Bideford RFC chairman John Cox is confident the club will weather the latest Covid crisis and emerge as vibrant as ever on the other side of it.

Bideford's Chris Snell passes the ball out against Penryn back in February. Picture: Kevin CrowlBideford's Chris Snell passes the ball out against Penryn back in February. Picture: Kevin Crowl

Bideford have been forced to close down their clubhouse and suspend all training for adults, ladies and youth players for the duration of the latest lockdown.

For a club that runs three adults sides, a colts team, four ladies teams and youth squads at every age group from primary age upwards, that’s a lot of idle rugby players.

There won’t be any formal league rugby in England when the lockdown is lifted, although small-scale local competitions are believed to be in the planning stage.

Cox said the Covid closures have been tough on the club’s revenue streams, but overall there is enough in the bank to ride out this latest storm, which began last week when Lockdown 2.0 started.

“The club has more than 800 members – 375 of them are young ‘uns – and as everyone is paying their membership fees we are stable on the financial front,” said Cox.

“We own our own ground, which means no rent to pay, and although there are ongoing bills we don’t have any problems.”

Unlike some other clubs of a similar size in Devon there is not a large weekly wage bill at Bideford RFC. Part-time bar staff have been placed on furlough.

Cox said Bideford had to cancel a number of planned events that would have put cash in the bank, such as the annual youth festival at the end of the season.

“We host the South West Festival in May, which attracts around 5,000 kids, and that had to be cancelled,” said Cox.

Material provided:
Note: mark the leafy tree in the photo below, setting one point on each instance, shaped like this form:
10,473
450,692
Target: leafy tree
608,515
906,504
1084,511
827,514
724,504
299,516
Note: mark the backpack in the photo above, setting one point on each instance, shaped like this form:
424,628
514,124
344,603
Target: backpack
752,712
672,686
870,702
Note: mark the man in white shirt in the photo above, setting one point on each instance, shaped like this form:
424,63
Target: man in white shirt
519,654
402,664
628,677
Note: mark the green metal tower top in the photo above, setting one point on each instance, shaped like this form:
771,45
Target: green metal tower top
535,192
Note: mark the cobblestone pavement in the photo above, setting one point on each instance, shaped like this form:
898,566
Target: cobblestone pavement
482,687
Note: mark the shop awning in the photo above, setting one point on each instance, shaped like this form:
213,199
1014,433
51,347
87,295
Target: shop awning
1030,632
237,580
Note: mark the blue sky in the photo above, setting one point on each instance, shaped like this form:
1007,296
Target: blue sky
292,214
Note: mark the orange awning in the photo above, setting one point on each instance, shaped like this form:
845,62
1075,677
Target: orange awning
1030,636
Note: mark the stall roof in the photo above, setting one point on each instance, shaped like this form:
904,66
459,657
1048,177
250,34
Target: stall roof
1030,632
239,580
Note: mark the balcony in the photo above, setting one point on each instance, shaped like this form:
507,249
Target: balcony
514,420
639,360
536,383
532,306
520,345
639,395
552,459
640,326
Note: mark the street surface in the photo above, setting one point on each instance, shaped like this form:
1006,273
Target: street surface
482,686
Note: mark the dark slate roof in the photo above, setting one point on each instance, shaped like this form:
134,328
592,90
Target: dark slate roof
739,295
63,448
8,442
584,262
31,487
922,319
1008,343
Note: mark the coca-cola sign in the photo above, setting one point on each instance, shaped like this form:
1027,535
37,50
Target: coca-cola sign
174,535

What this task involves: Rewrite the part of the Bideford RFC article that opens with the words "There won’t be" and closes with "placed on furlough.", using "annual subscriptions" in place of "membership fees".

Solution for this problem:
There won’t be any formal league rugby in England when the lockdown is lifted, although small-scale local competitions are believed to be in the planning stage.

Cox said the Covid closures have been tough on the club’s revenue streams, but overall there is enough in the bank to ride out this latest storm, which began last week when Lockdown 2.0 started.

“The club has more than 800 members – 375 of them are young ‘uns – and as everyone is paying their annual subscriptions we are stable on the financial front,” said Cox.

“We own our own ground, which means no rent to pay, and although there are ongoing bills we don’t have any problems.”

Unlike some other clubs of a similar size in Devon there is not a large weekly wage bill at Bideford RFC. Part-time bar staff have been placed on furlough.